[Stored records]
━━━━━━━━━━

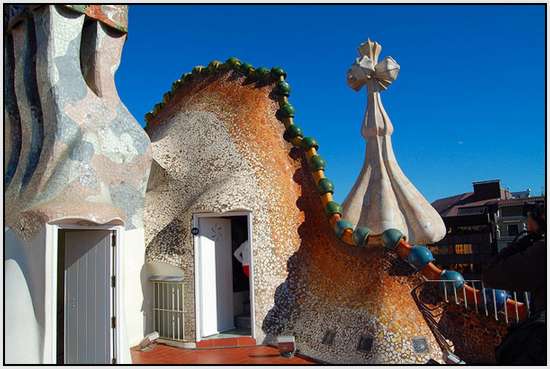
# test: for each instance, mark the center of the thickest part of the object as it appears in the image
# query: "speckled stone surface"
(218, 147)
(75, 152)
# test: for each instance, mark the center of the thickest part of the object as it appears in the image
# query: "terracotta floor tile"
(162, 354)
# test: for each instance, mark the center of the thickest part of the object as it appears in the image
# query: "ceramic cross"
(382, 196)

━━━━━━━━━━

## Problem to work on
Every line above has to be output exactly; the pictures must be dropped.

## Exercise answer
# test: for each instance, mark the center of the thickest part of the object as it appears in the image
# query: "speckled stone surface"
(218, 147)
(75, 152)
# test: for each instance, mark the center of the thickest part of the object as it appears in the image
# query: "terracotta floor tile"
(162, 354)
# test: for each instance, mark the center of the thickest part of the object as it appears in the image
# query: "ceramic cross"
(382, 196)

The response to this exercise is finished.